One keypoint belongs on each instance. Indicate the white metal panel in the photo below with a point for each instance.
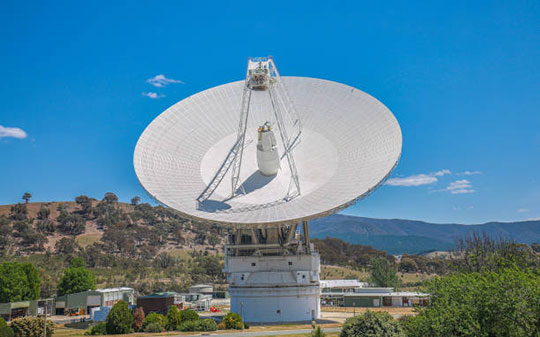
(92, 300)
(350, 143)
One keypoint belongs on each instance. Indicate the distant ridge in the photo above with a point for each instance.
(397, 236)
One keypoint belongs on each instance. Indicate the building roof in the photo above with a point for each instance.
(110, 290)
(386, 294)
(201, 286)
(160, 294)
(341, 284)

——————————

| Your instructions |
Quote the items word for word, starting at the line that contains "One keypoint belongs on each instance. Indicate the building" and continuing through the last line of the items.

| Complete response |
One keypoint belongs on each instance. Indicate the building roof in the photo above with a point for each instance.
(110, 290)
(386, 294)
(201, 286)
(160, 294)
(341, 284)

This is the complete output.